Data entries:
- - - - - - -

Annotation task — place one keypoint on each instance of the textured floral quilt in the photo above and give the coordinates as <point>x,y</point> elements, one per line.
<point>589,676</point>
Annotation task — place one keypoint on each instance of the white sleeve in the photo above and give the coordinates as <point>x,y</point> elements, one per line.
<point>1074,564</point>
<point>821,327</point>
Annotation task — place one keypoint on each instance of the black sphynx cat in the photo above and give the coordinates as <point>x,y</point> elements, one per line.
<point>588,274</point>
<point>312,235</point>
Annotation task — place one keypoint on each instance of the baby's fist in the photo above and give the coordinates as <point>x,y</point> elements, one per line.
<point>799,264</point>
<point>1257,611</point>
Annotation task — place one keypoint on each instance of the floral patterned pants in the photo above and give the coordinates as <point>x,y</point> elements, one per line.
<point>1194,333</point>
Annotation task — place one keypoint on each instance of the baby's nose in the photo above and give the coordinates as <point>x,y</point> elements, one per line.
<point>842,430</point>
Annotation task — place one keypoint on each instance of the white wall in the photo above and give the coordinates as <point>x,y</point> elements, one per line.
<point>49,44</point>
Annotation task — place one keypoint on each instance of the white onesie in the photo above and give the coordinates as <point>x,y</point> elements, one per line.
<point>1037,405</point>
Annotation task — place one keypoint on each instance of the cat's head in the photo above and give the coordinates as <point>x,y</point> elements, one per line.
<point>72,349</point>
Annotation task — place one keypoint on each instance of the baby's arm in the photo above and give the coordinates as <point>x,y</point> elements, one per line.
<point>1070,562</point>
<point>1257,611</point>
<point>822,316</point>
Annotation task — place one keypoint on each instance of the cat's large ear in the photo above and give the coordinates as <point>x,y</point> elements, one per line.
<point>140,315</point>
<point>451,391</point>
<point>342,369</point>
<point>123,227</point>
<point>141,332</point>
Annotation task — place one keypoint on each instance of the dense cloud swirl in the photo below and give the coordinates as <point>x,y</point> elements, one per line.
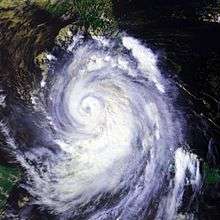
<point>118,134</point>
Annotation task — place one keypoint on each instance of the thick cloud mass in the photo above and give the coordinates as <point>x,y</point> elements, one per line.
<point>118,134</point>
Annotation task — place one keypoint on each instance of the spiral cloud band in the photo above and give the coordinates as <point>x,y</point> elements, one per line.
<point>118,133</point>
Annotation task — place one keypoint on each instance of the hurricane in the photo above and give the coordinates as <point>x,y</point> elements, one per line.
<point>112,143</point>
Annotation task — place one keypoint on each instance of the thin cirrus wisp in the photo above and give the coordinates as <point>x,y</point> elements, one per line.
<point>118,133</point>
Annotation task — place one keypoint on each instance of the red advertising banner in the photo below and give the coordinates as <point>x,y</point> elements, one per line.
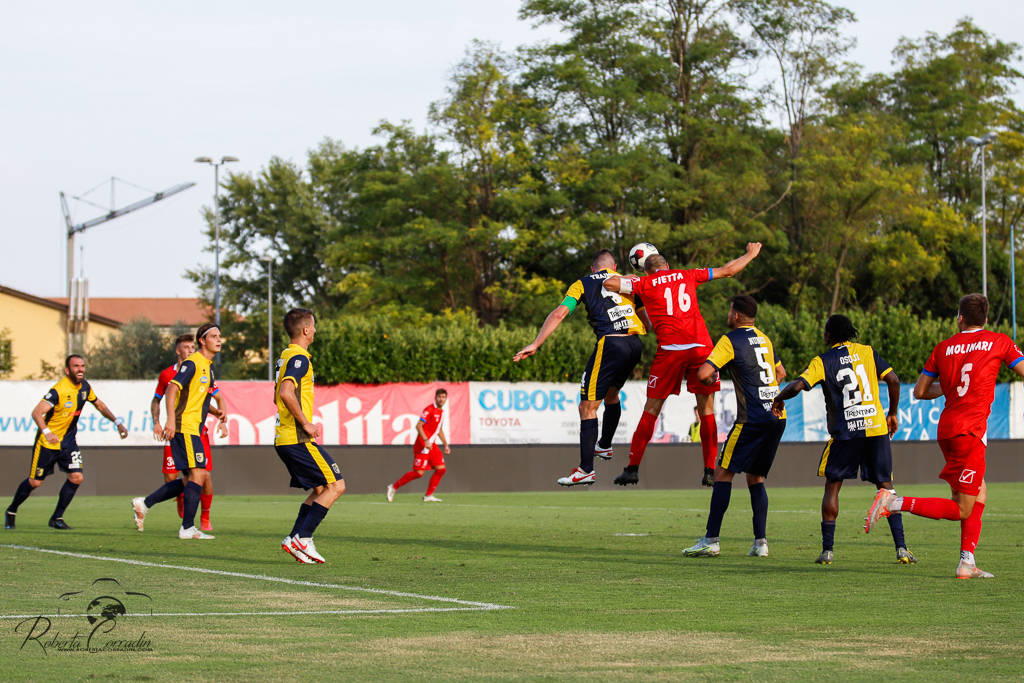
<point>351,414</point>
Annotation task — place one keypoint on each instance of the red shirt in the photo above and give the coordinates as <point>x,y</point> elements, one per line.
<point>967,365</point>
<point>431,419</point>
<point>671,300</point>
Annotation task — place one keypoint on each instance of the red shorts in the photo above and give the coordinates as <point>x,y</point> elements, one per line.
<point>965,463</point>
<point>429,461</point>
<point>670,368</point>
<point>169,459</point>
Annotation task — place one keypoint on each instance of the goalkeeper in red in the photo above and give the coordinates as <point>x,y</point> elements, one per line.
<point>683,345</point>
<point>966,366</point>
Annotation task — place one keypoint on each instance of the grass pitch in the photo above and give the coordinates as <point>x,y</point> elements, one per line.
<point>555,586</point>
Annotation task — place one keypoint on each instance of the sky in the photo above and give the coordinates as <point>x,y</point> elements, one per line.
<point>136,90</point>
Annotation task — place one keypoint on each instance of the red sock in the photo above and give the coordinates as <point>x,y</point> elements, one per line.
<point>971,528</point>
<point>406,478</point>
<point>435,479</point>
<point>641,437</point>
<point>936,508</point>
<point>709,439</point>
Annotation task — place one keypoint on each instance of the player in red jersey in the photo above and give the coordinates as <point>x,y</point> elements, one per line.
<point>184,346</point>
<point>683,345</point>
<point>426,455</point>
<point>966,366</point>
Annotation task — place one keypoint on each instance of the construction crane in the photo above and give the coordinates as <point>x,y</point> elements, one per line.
<point>78,312</point>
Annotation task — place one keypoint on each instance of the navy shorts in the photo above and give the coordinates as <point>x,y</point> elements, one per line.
<point>751,447</point>
<point>187,452</point>
<point>871,455</point>
<point>309,465</point>
<point>67,457</point>
<point>609,366</point>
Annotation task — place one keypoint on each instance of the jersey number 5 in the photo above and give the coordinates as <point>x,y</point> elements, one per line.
<point>965,379</point>
<point>684,299</point>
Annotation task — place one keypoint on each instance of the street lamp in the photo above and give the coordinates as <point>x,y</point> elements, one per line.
<point>216,228</point>
<point>269,317</point>
<point>980,142</point>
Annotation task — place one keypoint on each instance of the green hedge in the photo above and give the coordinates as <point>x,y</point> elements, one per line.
<point>411,346</point>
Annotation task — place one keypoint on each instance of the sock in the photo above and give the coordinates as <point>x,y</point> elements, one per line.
<point>303,511</point>
<point>588,436</point>
<point>719,504</point>
<point>193,492</point>
<point>827,535</point>
<point>759,505</point>
<point>609,424</point>
<point>24,491</point>
<point>709,439</point>
<point>896,527</point>
<point>406,478</point>
<point>644,430</point>
<point>64,500</point>
<point>971,528</point>
<point>165,493</point>
<point>435,479</point>
<point>312,520</point>
<point>934,508</point>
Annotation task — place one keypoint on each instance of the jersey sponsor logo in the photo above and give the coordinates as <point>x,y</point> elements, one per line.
<point>859,412</point>
<point>956,349</point>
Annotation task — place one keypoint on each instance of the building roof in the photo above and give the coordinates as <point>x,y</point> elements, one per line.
<point>163,312</point>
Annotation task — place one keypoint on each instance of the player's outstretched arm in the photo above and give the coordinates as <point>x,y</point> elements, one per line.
<point>551,324</point>
<point>926,388</point>
<point>39,415</point>
<point>109,414</point>
<point>791,390</point>
<point>735,265</point>
<point>892,417</point>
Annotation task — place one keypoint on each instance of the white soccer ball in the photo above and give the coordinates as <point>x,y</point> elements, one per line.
<point>639,254</point>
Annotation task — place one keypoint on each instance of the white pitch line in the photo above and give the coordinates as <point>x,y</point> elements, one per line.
<point>279,580</point>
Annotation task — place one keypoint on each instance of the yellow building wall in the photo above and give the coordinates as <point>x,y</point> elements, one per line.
<point>37,334</point>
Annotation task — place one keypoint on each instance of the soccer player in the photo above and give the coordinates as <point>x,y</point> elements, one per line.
<point>426,455</point>
<point>184,346</point>
<point>849,375</point>
<point>616,323</point>
<point>310,466</point>
<point>966,366</point>
<point>749,355</point>
<point>187,400</point>
<point>683,344</point>
<point>56,416</point>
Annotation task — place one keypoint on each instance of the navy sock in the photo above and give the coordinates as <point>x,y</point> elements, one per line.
<point>303,511</point>
<point>24,491</point>
<point>896,526</point>
<point>609,424</point>
<point>719,504</point>
<point>312,520</point>
<point>64,500</point>
<point>759,505</point>
<point>165,493</point>
<point>827,535</point>
<point>588,437</point>
<point>193,492</point>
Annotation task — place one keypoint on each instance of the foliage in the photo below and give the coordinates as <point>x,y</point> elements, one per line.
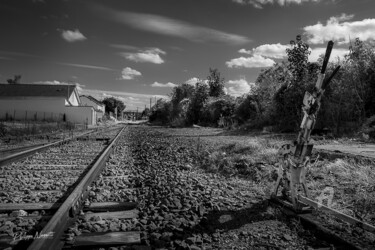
<point>215,107</point>
<point>112,103</point>
<point>215,83</point>
<point>298,58</point>
<point>199,97</point>
<point>15,80</point>
<point>276,100</point>
<point>246,108</point>
<point>288,97</point>
<point>160,112</point>
<point>179,93</point>
<point>146,112</point>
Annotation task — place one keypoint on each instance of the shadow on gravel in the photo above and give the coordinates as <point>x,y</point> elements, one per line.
<point>226,220</point>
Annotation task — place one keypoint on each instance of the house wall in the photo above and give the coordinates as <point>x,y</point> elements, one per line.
<point>27,108</point>
<point>73,99</point>
<point>45,108</point>
<point>87,102</point>
<point>81,114</point>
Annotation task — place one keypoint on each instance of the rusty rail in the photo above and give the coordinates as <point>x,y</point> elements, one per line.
<point>57,224</point>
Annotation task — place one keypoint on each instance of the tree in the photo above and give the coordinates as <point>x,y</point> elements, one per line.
<point>298,58</point>
<point>215,83</point>
<point>215,107</point>
<point>197,101</point>
<point>179,93</point>
<point>112,103</point>
<point>16,80</point>
<point>160,112</point>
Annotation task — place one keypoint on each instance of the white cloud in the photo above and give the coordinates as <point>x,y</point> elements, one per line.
<point>172,27</point>
<point>55,82</point>
<point>129,73</point>
<point>131,100</point>
<point>336,53</point>
<point>85,66</point>
<point>239,87</point>
<point>276,51</point>
<point>192,81</point>
<point>72,36</point>
<point>163,85</point>
<point>259,3</point>
<point>255,61</point>
<point>150,55</point>
<point>339,29</point>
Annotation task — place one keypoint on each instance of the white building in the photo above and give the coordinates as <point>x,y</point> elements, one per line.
<point>99,107</point>
<point>44,102</point>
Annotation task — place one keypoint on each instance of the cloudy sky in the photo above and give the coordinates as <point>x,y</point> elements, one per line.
<point>139,49</point>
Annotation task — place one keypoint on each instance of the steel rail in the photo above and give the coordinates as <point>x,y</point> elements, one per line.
<point>26,153</point>
<point>56,226</point>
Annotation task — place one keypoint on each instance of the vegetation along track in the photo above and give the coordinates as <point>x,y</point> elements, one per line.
<point>156,191</point>
<point>32,189</point>
<point>182,206</point>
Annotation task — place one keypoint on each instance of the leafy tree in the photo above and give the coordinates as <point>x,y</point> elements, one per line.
<point>160,112</point>
<point>146,112</point>
<point>215,107</point>
<point>16,80</point>
<point>197,101</point>
<point>112,103</point>
<point>246,108</point>
<point>215,83</point>
<point>298,58</point>
<point>179,93</point>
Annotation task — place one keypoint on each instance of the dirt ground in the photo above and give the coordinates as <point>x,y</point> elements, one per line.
<point>238,171</point>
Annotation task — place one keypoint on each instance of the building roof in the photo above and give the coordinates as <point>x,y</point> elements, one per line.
<point>93,99</point>
<point>33,90</point>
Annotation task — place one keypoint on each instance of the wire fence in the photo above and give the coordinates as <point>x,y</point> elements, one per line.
<point>28,115</point>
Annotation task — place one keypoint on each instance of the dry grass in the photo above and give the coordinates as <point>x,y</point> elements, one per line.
<point>353,185</point>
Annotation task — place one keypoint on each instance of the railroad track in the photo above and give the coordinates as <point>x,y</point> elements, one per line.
<point>40,196</point>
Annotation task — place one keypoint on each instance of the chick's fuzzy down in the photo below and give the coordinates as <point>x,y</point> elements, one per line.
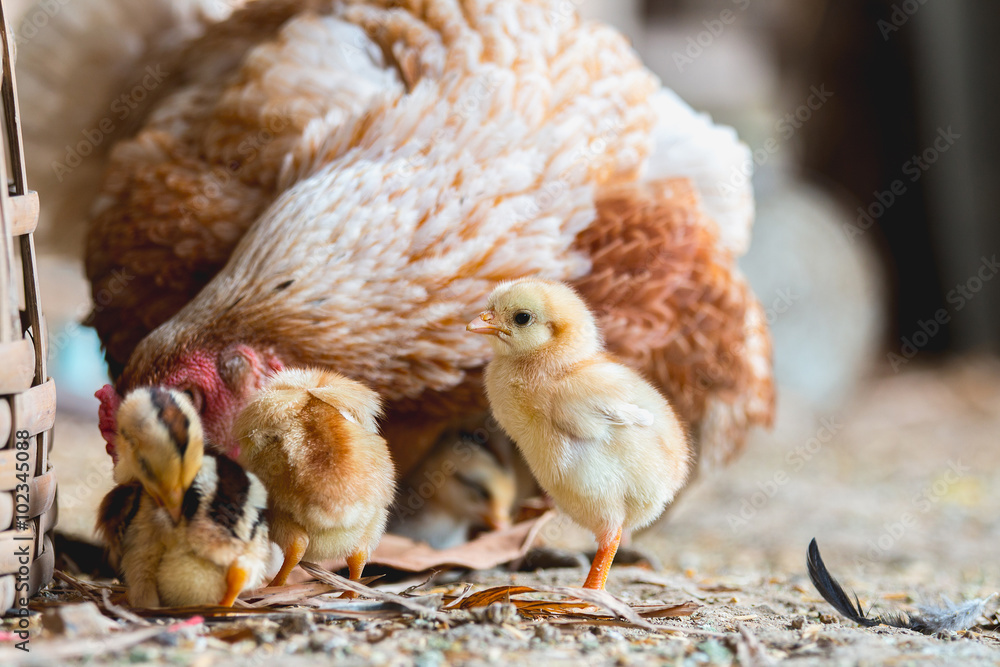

- - - - - - -

## EXERCISE AIM
Rewrite the records from the line that has "of the shadow" through the line that has "<point>44,102</point>", changing each "keypoint" to "marker" and leaving the rest untouched.

## RESULT
Annotation task — place one marker on each instance of the shadow on gravel in the photo above and give the coordinates as <point>x,y</point> elements, one per line.
<point>226,220</point>
Annotation task — place one marker on each instance of the house wall in the photo above and give the coordinates as <point>x,y</point> elements, one per line.
<point>27,108</point>
<point>73,99</point>
<point>45,108</point>
<point>87,102</point>
<point>81,114</point>
Annotation task — place one marker on each instance of the rusty rail in the photo above and give the coordinates as <point>x,y</point> elements, one per line.
<point>57,224</point>
Annotation task — place one marker on each instance of the tree in the photo above and give the coordinates as <point>x,y</point> elements, one per line.
<point>298,58</point>
<point>215,83</point>
<point>215,107</point>
<point>197,101</point>
<point>179,93</point>
<point>112,103</point>
<point>16,80</point>
<point>160,112</point>
Annotation task — place one marker on each instance of the white cloud in the photo above and give the coordinates as <point>x,y</point> elements, one per line.
<point>172,27</point>
<point>55,82</point>
<point>129,73</point>
<point>131,100</point>
<point>336,53</point>
<point>85,66</point>
<point>239,87</point>
<point>276,51</point>
<point>192,81</point>
<point>72,36</point>
<point>163,85</point>
<point>259,3</point>
<point>255,61</point>
<point>150,55</point>
<point>339,29</point>
Annotation task — place one marker on each instance of the white building in the photo above and give the coordinates as <point>x,y</point> elements, one per line.
<point>99,107</point>
<point>44,102</point>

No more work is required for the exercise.